Texto de lectura>
..............................

Poco antes de Navidad, Papá dio un giro a peor. Mientras el resto de nosotros estaba estresado con los regalos, planes de viaje y alojamientos, calladamente él tuvo uno de los microinfartos que están vinculados a su deterior. En su cabeza explotó una estrella para después se apagarse, dejando otro enorme agujero en su cosmos mental.

“Papá no está bien”, me dijo mi madre por teléfono. “No puede andar ni comer. Debe haber tenido otro de sus episodios pero...está fatal”.

Mi madre es doctora, y no es nada propensa a la exageración. Si ella dice que alguien está muy mal, eso significa que se encuentra en un estado terrible. En la familia hemos bromeado muchas veces con que tendríamos que acudir a ella con un muñón ensangrentado para despertarle alguna compasión, así que siempre da que pensar oírla inquieta. “¿Debería ir cuanto antes?” le pregunté, puesto que yo ya tenía planes para ir a visitarle en unos días.

“Todavía no”, dijo mamá. “Te mantendré informada”. Hizo una pausa y añadió con la voz rota: “Es extraño, porque ya hace años lo perdimos. Pero sigue siendo tan difícil...”

Eso mismo estaba pensando yo desde que comenzamos la conversación. Aún no estoy preparada para esto, Papá. Todavía no. A pesar de que el hecho de recuperar al padre que conocí es tan imposible como volver al pasado, la idea de que él no esté aquí me resulta del todo inconcebible.

Nos gusta pensar que, de algún modo trascendente, nuestras mentes están separadas de nuestros cuerpos, pero la enfermedad de Papá me ha demostrado lo vana que es esta esperanza. Nuestras personalidades son sólo un montón de carne, y un enorme conjunto de neuronas, células y sinapsis. Resulta reconfortante que el cuerpo de Papá aún siga aquí, a pesar de que haya sido despojado su carácter. Una parte de él todavía existe, y dispuestos a elegir entre esto y la nada, sinceramente, esto es mucho mejor.

..............................

Filas dadas>

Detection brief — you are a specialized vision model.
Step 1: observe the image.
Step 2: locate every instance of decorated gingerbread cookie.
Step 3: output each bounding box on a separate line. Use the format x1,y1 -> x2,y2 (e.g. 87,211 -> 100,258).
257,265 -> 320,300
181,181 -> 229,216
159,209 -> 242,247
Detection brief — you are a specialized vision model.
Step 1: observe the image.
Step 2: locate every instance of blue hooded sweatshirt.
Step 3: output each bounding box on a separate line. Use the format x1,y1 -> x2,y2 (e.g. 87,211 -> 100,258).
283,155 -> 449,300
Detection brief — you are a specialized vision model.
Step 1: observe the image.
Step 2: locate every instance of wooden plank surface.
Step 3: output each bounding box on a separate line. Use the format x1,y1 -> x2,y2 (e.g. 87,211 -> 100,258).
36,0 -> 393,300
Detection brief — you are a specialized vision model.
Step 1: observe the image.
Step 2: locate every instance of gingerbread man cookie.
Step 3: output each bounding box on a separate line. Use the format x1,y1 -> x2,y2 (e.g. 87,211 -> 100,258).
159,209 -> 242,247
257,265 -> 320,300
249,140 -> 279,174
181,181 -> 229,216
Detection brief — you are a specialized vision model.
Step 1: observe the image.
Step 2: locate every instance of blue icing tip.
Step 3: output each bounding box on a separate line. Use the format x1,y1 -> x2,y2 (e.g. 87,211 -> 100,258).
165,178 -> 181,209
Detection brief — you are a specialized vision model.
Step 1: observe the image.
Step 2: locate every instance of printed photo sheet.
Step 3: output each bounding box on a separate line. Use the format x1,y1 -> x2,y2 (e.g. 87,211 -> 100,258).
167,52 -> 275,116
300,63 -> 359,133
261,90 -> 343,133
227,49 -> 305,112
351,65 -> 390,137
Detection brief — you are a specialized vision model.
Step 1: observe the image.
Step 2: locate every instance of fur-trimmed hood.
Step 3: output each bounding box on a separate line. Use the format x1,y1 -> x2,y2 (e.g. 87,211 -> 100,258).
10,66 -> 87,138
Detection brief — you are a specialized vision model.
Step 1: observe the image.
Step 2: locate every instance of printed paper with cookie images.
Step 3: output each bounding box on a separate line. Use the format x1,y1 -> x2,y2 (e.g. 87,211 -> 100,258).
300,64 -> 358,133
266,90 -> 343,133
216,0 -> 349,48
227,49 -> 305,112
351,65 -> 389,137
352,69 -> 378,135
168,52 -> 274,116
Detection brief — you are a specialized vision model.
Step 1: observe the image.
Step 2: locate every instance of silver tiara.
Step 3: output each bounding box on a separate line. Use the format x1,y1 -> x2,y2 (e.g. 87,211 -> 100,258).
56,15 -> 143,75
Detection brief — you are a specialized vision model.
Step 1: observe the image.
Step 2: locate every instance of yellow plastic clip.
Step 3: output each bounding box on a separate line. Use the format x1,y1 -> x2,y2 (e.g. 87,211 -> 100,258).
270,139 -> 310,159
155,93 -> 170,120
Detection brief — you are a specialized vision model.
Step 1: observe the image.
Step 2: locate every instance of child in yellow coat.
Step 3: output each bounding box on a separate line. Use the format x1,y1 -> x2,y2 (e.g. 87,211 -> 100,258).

..............................

Lista de tareas>
1. Copia el texto de lectura desde "Eso mismo estaba" hasta "del todo inconcebible.", ambos incluidos, y cambia "preparada" por "lista".
2. Resume en menos palabras el párrafo del texto de lectura que empieza con "Mi madre es doctora" y conserva sus datos principales.
3. Indica si cada afirmación coincide con el texto de lectura y cita las palabras que lo deciden: (a) La madre es doctora. (b) La madre pide que vaya de inmediato. (c) El padre empeoró después de Navidad.

Respuestas>
1.
Eso mismo estaba pensando yo desde que comenzamos la conversación. Aún no estoy lista para esto, Papá. Todavía no. A pesar de que el hecho de recuperar al padre que conocí es tan imposible como volver al pasado, la idea de que él no esté aquí me resulta del todo inconcebible.

2. Mi madre es doctora y no exagera: si dice que alguien está muy mal, es que está en un estado terrible. En la familia bromeamos con que haría falta un muñón ensangrentado para despertarle compasión, así que oírla inquieta da que pensar. Le pregunté si debía ir cuanto antes, ya que pensaba visitarle en unos días.

3.
(a) Sí: "Mi madre es doctora".
(b) No: "Todavía no", dijo mamá.
(c) No: "Poco antes de Navidad, Papá dio un giro a peor".